**DOCUMENT SEGMENT**
Colorado shooter’s insanity plea accepted
Colorado judge cites reason of insanity for accepting plea which sets stage for mental evaluation of suspect.

A judge in the US state of Colorado has accepted a plea for not guilty by reason of insanity from the suspect in the Aurora theater shootings last year.
Tuesday’s decision sets the stage for a lengthy mental evaluation of James Holmes, who is accused of fatally shooting 12 people and injuring 70 in a packed movie theater in Aurora, Colorado during a Batman screening in July 2012.
The insanity plea is widely seen as Holmes’ best chance of avoiding the death penalty, and possibly his only chance, given the weight of the evidence against him.
“The state law says that he has to cooperate now with state psychiatrists, but his defence team says that basically violates his right to not incriminate himself,” said Al Jazeera’s Patty Culhane, reporting from Washington.
“The trial judge said that those claims are unfounded, that the case can move forward, but his legal team now has the ability to challenge this part of the law all the way to the state supreme court or even the US supreme court, which could actually extend this case for years,” she added.
The evaluation, however, could take months. Holmes is charged with multiple counts of murder and attempted murder. Prosecutors are seeking the death penalty.

**THINGS TO DO**
A. Return the stretch of the article on the Aurora shooting insanity plea from "A judge in the" through "evidence against him.", copied word for word.
B. Resume the article on the Aurora shooting insanity plea, picking up right after its final sentence.

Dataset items

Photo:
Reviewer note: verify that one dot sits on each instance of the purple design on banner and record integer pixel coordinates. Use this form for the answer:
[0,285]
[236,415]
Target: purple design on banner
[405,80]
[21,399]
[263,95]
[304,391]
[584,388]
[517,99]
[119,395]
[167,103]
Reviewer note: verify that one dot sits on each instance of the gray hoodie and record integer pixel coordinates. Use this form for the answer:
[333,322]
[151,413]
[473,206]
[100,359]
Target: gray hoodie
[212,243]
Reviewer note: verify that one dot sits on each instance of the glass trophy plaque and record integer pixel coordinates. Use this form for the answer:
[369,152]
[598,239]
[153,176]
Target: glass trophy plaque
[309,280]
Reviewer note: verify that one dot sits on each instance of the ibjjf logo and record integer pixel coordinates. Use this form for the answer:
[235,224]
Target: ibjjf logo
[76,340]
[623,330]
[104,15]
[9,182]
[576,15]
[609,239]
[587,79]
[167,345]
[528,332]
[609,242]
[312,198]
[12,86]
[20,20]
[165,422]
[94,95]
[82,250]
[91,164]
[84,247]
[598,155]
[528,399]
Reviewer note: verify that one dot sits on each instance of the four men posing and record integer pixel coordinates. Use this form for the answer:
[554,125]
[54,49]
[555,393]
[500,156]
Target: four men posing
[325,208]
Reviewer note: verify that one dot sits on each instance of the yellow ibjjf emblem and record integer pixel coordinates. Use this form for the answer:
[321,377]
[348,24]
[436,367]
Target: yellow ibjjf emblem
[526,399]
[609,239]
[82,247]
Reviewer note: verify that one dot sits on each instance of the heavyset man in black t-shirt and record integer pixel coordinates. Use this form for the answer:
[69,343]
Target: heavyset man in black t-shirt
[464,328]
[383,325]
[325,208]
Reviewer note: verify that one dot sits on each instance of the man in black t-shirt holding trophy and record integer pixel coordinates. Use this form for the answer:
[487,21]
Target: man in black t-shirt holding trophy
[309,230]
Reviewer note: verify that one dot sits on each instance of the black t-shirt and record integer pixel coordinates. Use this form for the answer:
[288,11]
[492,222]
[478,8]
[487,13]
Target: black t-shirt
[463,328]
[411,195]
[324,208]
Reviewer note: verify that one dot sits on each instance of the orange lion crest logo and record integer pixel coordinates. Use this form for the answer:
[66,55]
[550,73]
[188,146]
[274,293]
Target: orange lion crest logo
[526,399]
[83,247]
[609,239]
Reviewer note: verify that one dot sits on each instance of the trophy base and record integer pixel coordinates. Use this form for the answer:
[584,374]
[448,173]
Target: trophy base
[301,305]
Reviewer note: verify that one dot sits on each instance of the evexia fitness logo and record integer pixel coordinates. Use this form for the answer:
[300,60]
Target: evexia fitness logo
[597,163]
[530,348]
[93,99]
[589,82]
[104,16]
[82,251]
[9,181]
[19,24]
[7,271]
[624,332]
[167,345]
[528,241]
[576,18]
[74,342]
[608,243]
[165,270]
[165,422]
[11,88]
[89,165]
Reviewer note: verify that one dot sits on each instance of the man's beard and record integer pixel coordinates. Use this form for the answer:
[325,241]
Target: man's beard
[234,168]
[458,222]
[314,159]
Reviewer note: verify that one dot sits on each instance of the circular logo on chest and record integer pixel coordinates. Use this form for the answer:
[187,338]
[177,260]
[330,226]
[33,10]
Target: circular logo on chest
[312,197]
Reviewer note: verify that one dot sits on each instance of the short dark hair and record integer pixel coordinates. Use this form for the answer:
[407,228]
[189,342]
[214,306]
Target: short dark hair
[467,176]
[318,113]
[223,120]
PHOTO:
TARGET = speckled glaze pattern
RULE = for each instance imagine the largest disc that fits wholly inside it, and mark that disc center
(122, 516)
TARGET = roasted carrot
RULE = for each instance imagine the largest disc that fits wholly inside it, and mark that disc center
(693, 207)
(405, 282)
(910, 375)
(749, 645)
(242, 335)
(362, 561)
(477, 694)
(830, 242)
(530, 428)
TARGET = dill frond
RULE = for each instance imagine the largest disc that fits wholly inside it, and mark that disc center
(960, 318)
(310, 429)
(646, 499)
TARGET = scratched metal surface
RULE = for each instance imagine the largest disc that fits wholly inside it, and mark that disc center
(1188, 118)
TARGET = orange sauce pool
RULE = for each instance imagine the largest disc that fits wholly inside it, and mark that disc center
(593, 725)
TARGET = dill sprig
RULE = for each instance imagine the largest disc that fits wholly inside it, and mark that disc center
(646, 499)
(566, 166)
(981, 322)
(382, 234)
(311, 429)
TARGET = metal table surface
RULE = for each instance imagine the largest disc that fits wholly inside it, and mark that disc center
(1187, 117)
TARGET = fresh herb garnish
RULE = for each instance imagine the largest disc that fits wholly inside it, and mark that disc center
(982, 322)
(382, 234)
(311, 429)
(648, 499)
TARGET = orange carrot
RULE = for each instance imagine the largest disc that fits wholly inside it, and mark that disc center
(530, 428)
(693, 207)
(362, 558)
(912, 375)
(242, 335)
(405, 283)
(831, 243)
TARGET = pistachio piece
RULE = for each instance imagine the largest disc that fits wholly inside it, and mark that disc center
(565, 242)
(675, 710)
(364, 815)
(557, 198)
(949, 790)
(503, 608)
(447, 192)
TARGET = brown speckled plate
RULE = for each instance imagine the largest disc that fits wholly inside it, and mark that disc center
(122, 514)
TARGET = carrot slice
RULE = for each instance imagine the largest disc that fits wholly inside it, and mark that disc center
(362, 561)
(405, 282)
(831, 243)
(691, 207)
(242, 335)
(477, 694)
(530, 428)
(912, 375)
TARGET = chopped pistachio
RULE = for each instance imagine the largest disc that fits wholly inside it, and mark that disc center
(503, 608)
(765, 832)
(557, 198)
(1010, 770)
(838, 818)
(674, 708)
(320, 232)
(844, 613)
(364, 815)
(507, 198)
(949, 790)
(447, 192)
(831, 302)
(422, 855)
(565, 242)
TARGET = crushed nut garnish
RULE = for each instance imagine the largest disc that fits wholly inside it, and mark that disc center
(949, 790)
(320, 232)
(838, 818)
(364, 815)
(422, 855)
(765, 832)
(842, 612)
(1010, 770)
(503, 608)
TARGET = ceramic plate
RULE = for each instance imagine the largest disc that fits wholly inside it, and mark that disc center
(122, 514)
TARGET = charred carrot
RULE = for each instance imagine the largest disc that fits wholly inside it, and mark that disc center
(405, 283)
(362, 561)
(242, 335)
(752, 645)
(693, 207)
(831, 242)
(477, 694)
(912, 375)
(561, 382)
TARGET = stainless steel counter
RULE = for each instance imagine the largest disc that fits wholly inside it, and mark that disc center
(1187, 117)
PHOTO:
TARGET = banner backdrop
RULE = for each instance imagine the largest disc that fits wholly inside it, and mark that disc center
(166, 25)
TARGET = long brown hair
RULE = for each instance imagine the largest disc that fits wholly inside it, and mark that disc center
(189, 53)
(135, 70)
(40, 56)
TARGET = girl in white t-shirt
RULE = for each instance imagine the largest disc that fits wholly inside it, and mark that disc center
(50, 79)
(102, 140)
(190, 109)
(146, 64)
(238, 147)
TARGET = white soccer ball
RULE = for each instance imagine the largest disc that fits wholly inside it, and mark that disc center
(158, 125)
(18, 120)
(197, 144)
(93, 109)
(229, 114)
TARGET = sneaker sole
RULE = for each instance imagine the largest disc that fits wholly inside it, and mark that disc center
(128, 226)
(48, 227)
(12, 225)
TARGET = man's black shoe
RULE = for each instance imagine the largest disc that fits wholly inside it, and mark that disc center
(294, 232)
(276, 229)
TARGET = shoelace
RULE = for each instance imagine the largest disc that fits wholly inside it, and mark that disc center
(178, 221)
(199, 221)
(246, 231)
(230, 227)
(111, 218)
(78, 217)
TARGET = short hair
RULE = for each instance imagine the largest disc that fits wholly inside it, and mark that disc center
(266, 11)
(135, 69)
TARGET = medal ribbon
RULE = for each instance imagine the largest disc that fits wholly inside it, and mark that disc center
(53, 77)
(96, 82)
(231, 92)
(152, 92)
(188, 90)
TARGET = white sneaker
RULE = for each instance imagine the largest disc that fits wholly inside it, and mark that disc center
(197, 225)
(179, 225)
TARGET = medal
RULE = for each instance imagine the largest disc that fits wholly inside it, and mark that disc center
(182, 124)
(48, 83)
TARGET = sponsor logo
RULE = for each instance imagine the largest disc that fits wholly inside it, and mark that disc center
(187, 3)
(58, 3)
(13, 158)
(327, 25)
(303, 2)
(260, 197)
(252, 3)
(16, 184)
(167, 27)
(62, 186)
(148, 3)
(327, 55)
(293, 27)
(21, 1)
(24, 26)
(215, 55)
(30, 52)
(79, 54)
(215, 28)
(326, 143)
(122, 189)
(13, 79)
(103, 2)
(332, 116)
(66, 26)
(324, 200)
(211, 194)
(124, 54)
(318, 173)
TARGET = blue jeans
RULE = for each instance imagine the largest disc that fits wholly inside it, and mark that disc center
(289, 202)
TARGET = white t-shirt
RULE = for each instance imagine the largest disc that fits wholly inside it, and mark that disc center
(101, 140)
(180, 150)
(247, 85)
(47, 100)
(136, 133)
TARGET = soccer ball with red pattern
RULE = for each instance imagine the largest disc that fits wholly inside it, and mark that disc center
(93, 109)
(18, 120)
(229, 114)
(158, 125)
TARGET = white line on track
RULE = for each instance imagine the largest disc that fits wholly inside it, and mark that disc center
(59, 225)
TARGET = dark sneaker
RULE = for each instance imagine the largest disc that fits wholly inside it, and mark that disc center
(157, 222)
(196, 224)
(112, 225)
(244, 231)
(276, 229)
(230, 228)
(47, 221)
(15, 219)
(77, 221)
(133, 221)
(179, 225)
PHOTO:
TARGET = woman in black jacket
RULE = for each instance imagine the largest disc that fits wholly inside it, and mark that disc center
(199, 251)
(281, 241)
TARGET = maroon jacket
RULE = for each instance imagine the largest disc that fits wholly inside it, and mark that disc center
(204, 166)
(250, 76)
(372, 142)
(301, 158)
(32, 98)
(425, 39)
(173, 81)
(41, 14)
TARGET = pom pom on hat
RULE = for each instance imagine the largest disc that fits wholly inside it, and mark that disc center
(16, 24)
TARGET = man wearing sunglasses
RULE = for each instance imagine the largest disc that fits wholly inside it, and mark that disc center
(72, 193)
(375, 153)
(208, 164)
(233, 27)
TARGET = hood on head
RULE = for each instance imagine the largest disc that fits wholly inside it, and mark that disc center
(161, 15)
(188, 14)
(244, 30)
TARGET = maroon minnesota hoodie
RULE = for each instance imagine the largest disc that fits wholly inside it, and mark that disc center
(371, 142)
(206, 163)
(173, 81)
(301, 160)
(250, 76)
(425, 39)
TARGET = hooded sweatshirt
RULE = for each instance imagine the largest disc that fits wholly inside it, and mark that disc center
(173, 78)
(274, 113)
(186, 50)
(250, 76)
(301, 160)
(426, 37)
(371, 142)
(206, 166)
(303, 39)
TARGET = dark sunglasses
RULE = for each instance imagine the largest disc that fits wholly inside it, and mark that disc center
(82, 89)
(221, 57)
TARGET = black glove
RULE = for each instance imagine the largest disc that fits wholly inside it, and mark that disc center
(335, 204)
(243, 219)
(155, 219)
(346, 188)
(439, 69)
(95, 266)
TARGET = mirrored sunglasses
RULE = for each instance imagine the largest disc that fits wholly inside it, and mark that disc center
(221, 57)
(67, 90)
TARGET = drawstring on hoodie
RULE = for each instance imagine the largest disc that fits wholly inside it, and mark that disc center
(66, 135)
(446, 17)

**ANSWERS TO THE EXERCISE**
A.
A judge in the US state of Colorado has accepted a plea for not guilty by reason of insanity from the suspect in the Aurora theater shootings last year.
Tuesday’s decision sets the stage for a lengthy mental evaluation of James Holmes, who is accused of fatally shooting 12 people and injuring 70 in a packed movie theater in Aurora, Colorado during a Batman screening in July 2012.
The insanity plea is widely seen as Holmes’ best chance of avoiding the death penalty, and possibly his only chance, given the weight of the evidence against him.

B.
Holmes’ lawyers repeatedly have said he is mentally ill, but they delayed the insanity plea while arguing that state laws were unconstitutional.
The laws state that if Holmes does not cooperate with doctors conducting a mandatory mental evaluation, he would lose the right to call expert witnesses to testify about his sanity during the penalty phase of his trial.
His lawyers also contended the law does not define cooperation.
Judge Carlos Samour Jr. rejected those arguments last week and said the laws are constitutional.
The next step is an evaluation of Holmes by state doctors to determine whether he was insane at the time of the shootings. That could take months.
Colorado law defines insanity as the inability to distinguish right from wrong caused by a diseased or defective mind.
If jurors find Holmes not guilty by reason of insanity, he would be committed indefinitely to the state mental hospital. He could eventually be released if doctors find his sanity has been restored, but that is considered unlikely.